Tasks to complete:
A – List every distinct terminal command the symfony/flex update walkthrough has you run, counting repeated commands only once.
B – Summarize the symfony/flex update walkthrough in two sentences.
C – Continue the symfony/flex update walkthrough from the point after the commit command.

Updating symfony/flex

Our goal is to update all of the recipes starting with symfony/. The hardest ones are at the beginning: symfony/console and symfony/framework-bundle. But right now, let's update symfony/flex itself. Run:

composer recipes symfony/flex

... because that's an easy way to get the update command. Run it:

composer recipes:install symfony/flex --force -v

Hmm, it looks like it only modified one file: .env. Take a look with:

git status

Yup! Just that one. Check it out:

git diff

Ok: two changes. The first one is a fix for a typo in a comment. Then... it deleted a bunch of my code. Rude! Ok, we expected that: this is not a true update process: the new .env file from the recipe overrode mine completely.

So this recipe update was to fix a meaningless typo. That's super minor, but I guess we want that change. Hit "Q" to get out of this mode. Then run:

git add -p

I will accept the typo change - y - but not the rest - n. Add the symfony.lock changes as usual. Ok, run:

git status

Two changes staged and ready to commit and one unstaged change to .env. Let's commit the staged updates:

git commit -m "updating symfony/flex"

Raw data:
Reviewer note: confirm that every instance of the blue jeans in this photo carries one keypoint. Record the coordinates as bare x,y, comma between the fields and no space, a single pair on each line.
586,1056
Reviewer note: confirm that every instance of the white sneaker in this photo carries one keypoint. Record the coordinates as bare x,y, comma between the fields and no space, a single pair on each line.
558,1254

In response:
A –
composer recipes symfony/flex
composer recipes:install symfony/flex --force -v
git status
git diff
git add -p
git commit -m "updating symfony/flex"

B – The walkthrough gets the update command for the symfony/flex recipe and runs it with --force, which modifies only the .env file. The new .env fixes a typo in a comment but overrides the rest of the existing file, so only the typo fix and the symfony.lock changes are staged and committed.

C –
Cool! Now git diff tells us that the only remaining change is the removal of the stuff that we do want in .env. Revert all of that by running:

git checkout .env

Done!

Upgrading the symfony/framework-bundle Recipe

Let's check our progress:

composer recipes

Another one done! Take a deep breath and move onto the biggest, most important recipe: symfony/framework-bundle. Run:

composer recipes symfony/framework-bundle

Hmm, yea, we're upgrading from version 3.3 of the recipe to 4.4: that might be a fairly big upgrade. Copy the recipes:install command and run it:

composer recipes:install symfony/framework-bundle --force -v

Apparently this modified several files. You know the drill: let's start walking through the changes by running:

git add -p

Changes to .env

The first change is inside .env - it updated APP_SECRET. This recipe has a special power: each time you install it, it generates a new unique value for APP_SECRET, which is used to generate some cryptographic stuff in your app. We don't really need or want to change this value.

Hunting Down the Reason for a Change

What about the change right below it - for TRUSTED_PROXIES? We're not using that value anyways - you can see that both the old and new code are commented out.

But, as a challenge, let's see if we can find what this change is all about. Go back to the homepage of the symfony/recipes repository and then navigate to symfony/framework-bundle/. We're installing the 4.4 recipe, so start there.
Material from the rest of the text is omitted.